[Saved entries]
──────────

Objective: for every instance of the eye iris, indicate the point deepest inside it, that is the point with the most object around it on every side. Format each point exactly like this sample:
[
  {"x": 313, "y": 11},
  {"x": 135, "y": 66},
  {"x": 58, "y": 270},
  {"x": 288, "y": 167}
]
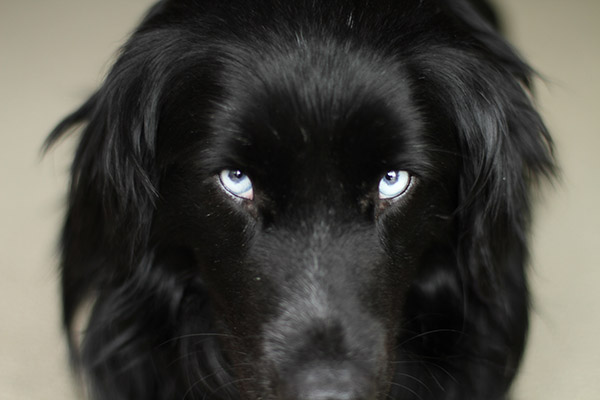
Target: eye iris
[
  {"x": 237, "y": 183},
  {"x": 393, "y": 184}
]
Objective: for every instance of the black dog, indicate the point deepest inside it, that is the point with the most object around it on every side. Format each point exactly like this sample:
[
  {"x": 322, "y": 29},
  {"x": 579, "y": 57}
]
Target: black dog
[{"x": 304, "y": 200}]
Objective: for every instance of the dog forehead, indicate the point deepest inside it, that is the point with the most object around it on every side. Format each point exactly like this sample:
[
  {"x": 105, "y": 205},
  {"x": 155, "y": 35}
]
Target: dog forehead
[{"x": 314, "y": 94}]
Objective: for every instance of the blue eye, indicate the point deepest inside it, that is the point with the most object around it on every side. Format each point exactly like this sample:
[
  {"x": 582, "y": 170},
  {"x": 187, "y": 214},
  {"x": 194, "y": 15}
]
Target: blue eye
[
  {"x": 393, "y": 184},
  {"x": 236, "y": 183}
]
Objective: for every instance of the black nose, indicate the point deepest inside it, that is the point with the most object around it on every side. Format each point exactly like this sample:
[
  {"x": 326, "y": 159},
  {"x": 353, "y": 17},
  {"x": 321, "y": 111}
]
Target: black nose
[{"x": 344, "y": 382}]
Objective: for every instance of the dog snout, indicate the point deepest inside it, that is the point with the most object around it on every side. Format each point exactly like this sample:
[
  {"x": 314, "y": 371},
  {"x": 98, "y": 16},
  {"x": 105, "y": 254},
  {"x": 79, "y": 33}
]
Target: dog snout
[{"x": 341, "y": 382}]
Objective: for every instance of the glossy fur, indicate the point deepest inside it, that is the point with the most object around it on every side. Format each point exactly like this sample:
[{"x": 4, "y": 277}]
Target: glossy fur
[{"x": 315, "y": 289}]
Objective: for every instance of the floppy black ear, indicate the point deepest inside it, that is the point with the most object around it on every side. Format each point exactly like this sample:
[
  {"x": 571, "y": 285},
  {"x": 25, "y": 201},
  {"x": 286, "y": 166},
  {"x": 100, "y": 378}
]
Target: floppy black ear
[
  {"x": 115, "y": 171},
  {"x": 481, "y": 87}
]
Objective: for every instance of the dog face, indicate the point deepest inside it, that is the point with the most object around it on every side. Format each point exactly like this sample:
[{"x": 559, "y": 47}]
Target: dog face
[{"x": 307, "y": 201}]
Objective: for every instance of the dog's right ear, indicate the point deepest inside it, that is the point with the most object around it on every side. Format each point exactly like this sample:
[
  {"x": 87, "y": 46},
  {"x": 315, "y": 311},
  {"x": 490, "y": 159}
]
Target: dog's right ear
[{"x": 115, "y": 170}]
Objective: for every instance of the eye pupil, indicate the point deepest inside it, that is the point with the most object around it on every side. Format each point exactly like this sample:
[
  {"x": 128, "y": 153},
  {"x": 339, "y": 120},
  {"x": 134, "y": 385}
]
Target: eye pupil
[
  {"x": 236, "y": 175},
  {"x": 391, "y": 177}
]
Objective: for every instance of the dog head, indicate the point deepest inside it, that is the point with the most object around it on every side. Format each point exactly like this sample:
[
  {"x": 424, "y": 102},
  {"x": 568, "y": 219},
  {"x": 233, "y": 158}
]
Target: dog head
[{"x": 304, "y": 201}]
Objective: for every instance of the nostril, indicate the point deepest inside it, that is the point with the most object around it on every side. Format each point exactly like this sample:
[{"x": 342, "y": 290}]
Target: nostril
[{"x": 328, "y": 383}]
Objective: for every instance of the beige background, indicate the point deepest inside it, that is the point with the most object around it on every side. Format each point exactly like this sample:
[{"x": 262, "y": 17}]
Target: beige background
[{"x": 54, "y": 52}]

──────────

## Problem statement
Each record should appear again exactly as it stands, with no picture included.

## Expected output
Objective: for every instance of the eye iris, indicate the point deepest inside it, that is the point with the most object around it on every side. Format each point exactly like this sample:
[
  {"x": 313, "y": 11},
  {"x": 135, "y": 66},
  {"x": 58, "y": 270},
  {"x": 288, "y": 167}
]
Target: eye iris
[
  {"x": 237, "y": 183},
  {"x": 393, "y": 184}
]
Objective: for every instance of the black dog, indicate the point deepest inside it, that is the point with the most object around it on every side. Format each point exactly like this sample:
[
  {"x": 322, "y": 29},
  {"x": 579, "y": 57}
]
Target: black dog
[{"x": 304, "y": 200}]
Objective: for every instance of the dog forehead, indicate the point deepest inside it, that is the point with the most object around it on every side. Format each point exactly like this sample:
[
  {"x": 105, "y": 205},
  {"x": 155, "y": 35}
]
Target: dog forehead
[{"x": 314, "y": 94}]
Objective: for every instance of the blue eye, indicate the point deepest inside it, that is the point with the most object around it on every side. Format each point exactly like this sample:
[
  {"x": 582, "y": 170},
  {"x": 187, "y": 214},
  {"x": 194, "y": 15}
]
Target: blue eye
[
  {"x": 393, "y": 184},
  {"x": 236, "y": 183}
]
Objective: for every instance of the black nose, indicate the point deepest inside it, that is the point with the most object around it on every side. Format each point exactly like this sample:
[
  {"x": 326, "y": 159},
  {"x": 353, "y": 17},
  {"x": 321, "y": 111}
]
Target: black nose
[{"x": 344, "y": 382}]
Objective: for every instance of the dog snout, indicate the point deepest inside it, that is the point with the most object around it on every side. Format each point exactly like this sample:
[
  {"x": 314, "y": 371},
  {"x": 98, "y": 16},
  {"x": 105, "y": 254},
  {"x": 79, "y": 33}
]
Target: dog snout
[{"x": 341, "y": 382}]
Objective: for every instance of the glossy fur, indicate the point deepest inside it, that is the point with the most object around it on every side. Format each point exactly like this sample:
[{"x": 4, "y": 277}]
Target: glossy fur
[{"x": 315, "y": 289}]
Objective: for every instance of the floppy black ear, indicate the point deepest inside it, that is the point with the most object around it on every side. Format each point exactly like this sample:
[
  {"x": 571, "y": 285},
  {"x": 25, "y": 201},
  {"x": 286, "y": 166},
  {"x": 100, "y": 378}
]
Target: floppy black ear
[
  {"x": 115, "y": 171},
  {"x": 481, "y": 87}
]
Objective: for every instance of the dog face, indicate the point deepest inside it, that is the point with the most object around it on every side. Format each point exactly like this sample:
[{"x": 559, "y": 47}]
Target: dog face
[{"x": 307, "y": 201}]
Objective: for every instance of the dog's right ear, indicate the point deepest inside it, that is the point with the most object around it on every side. Format each point exactly like this sample:
[
  {"x": 87, "y": 46},
  {"x": 315, "y": 311},
  {"x": 490, "y": 159}
]
Target: dog's right ear
[{"x": 115, "y": 170}]
Objective: for every instance of the eye pupil, indicate the point deepest inside it, that is the point with the most object around it on every side. Format each point exactly like this sample:
[
  {"x": 128, "y": 153},
  {"x": 339, "y": 120},
  {"x": 134, "y": 385}
]
Target: eye pupil
[
  {"x": 236, "y": 175},
  {"x": 391, "y": 177}
]
Objective: for every instance of the dog head, indicate the point deepest inside it, that is the point with the most object around it on every side. Format each point exactly like this sample:
[
  {"x": 424, "y": 102},
  {"x": 568, "y": 219},
  {"x": 233, "y": 158}
]
Target: dog head
[{"x": 304, "y": 201}]
Objective: for every instance of the nostril, indicate the point deepest inside it, that is the point with the most object around it on every side. Format each point exactly like this sample:
[{"x": 342, "y": 290}]
Target: nostril
[{"x": 328, "y": 383}]
Objective: for every instance of the beige background, indicate the point deepest inside it, that is the point with the most object around it on every side. Format each point exactly like this sample:
[{"x": 262, "y": 17}]
Target: beige background
[{"x": 54, "y": 52}]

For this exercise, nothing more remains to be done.